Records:
——————

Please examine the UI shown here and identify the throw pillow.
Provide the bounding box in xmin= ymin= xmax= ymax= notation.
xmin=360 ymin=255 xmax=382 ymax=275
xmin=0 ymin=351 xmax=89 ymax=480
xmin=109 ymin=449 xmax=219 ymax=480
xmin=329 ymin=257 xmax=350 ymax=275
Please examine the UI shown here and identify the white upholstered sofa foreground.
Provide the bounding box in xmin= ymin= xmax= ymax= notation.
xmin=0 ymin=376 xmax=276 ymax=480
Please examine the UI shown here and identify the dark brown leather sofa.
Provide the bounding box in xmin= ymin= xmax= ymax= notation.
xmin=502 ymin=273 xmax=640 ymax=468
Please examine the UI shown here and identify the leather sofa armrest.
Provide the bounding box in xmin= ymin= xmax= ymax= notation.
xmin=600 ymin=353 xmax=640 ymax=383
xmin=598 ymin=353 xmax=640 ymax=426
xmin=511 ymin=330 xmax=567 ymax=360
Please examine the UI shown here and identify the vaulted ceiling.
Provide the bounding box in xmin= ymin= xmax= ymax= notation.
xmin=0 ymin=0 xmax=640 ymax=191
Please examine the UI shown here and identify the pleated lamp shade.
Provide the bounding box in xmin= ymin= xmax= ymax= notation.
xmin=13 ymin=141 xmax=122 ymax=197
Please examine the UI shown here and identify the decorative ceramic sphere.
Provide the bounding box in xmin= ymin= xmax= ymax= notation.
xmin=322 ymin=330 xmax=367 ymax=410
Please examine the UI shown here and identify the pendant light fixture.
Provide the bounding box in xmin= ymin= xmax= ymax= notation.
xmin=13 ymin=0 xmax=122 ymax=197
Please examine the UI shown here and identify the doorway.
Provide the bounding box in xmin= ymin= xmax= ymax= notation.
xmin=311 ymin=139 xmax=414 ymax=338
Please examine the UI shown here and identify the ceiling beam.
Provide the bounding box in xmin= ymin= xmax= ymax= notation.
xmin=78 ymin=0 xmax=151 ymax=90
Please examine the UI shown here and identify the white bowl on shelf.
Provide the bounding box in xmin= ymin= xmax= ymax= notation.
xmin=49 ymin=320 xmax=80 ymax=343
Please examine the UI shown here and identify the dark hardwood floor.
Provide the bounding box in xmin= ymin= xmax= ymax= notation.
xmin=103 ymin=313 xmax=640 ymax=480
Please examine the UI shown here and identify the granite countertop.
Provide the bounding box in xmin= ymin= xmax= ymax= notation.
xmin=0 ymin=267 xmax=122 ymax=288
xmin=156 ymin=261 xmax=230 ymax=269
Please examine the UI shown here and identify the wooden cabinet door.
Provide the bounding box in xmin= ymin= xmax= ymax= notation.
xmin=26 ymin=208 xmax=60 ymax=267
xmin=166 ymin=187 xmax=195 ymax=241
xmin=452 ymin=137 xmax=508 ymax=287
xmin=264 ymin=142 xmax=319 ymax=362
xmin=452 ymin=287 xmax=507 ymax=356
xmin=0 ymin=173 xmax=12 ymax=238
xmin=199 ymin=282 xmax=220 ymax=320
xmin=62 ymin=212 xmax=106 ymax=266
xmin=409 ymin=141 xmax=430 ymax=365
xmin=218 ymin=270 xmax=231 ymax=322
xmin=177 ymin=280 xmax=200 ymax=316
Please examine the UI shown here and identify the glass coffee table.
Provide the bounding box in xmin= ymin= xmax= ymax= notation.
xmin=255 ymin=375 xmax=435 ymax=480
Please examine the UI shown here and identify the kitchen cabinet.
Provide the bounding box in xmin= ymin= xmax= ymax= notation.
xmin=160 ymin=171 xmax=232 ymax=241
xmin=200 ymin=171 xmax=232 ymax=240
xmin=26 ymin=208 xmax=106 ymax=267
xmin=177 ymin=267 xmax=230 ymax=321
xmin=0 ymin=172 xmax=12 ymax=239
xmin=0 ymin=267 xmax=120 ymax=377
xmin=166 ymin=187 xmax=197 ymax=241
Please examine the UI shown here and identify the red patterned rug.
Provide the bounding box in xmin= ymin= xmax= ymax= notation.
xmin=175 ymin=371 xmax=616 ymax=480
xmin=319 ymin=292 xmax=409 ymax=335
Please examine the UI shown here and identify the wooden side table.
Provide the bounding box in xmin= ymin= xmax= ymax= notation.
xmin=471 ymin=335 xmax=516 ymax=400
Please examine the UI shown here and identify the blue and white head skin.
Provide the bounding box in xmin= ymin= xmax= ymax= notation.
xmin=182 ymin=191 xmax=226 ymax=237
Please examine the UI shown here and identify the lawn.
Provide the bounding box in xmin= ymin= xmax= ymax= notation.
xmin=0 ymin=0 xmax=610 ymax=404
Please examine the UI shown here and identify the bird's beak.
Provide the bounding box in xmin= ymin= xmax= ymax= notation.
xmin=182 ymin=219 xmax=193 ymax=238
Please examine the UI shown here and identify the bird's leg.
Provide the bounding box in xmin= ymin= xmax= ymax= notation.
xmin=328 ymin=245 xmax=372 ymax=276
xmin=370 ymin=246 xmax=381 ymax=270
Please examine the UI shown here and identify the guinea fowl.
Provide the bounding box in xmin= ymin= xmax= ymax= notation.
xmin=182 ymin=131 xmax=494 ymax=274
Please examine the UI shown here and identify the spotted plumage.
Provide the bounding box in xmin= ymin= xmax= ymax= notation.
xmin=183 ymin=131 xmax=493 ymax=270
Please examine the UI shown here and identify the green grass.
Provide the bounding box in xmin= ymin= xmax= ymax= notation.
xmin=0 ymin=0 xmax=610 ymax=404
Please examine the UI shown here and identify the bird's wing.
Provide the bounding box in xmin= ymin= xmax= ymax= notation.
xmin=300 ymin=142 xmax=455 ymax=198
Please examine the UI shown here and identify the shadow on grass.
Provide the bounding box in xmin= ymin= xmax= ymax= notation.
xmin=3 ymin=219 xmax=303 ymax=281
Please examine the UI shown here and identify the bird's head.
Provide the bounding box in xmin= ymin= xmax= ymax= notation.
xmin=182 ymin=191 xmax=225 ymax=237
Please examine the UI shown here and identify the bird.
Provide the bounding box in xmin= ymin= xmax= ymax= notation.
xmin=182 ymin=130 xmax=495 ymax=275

——————

* **SET EXERCISE**:
Write out the material from the line with "Please examine the UI shown here and identify the kitchen" up to and including the line with "xmin=370 ymin=246 xmax=381 ymax=270", swapping "rug" for "carpet" and leaving everything else the same.

* **SOLUTION TO THIS TASK**:
Please examine the UI shown here and identify the kitchen cabinet.
Provide the bounding box in xmin= ymin= xmax= ymax= notation.
xmin=160 ymin=171 xmax=232 ymax=241
xmin=200 ymin=171 xmax=232 ymax=240
xmin=26 ymin=208 xmax=106 ymax=267
xmin=177 ymin=267 xmax=230 ymax=321
xmin=0 ymin=172 xmax=12 ymax=239
xmin=0 ymin=267 xmax=120 ymax=377
xmin=166 ymin=187 xmax=197 ymax=241
Please examine the UI shown here and identify the red patterned carpet.
Provide the bounding box in xmin= ymin= xmax= ymax= notation.
xmin=175 ymin=371 xmax=616 ymax=480
xmin=319 ymin=292 xmax=409 ymax=335
Please examine the UI shown here and identify the wooden side table.
Provide the bounding box in xmin= ymin= xmax= ymax= notation.
xmin=471 ymin=335 xmax=516 ymax=400
Please examine the UI shown here and identify the blue and white head skin.
Provide the bounding box in xmin= ymin= xmax= ymax= notation.
xmin=182 ymin=191 xmax=226 ymax=237
Please examine the UI shown here and identify the lawn.
Provide the bounding box in xmin= ymin= xmax= ymax= notation.
xmin=0 ymin=0 xmax=610 ymax=404
Please examine the UI shown here and identify the bird's beak.
Provide the bounding box in xmin= ymin= xmax= ymax= notation.
xmin=182 ymin=219 xmax=193 ymax=238
Please examine the UI shown here and identify the bird's leg.
Provide the bounding box in xmin= ymin= xmax= ymax= notation.
xmin=328 ymin=245 xmax=372 ymax=276
xmin=370 ymin=246 xmax=381 ymax=270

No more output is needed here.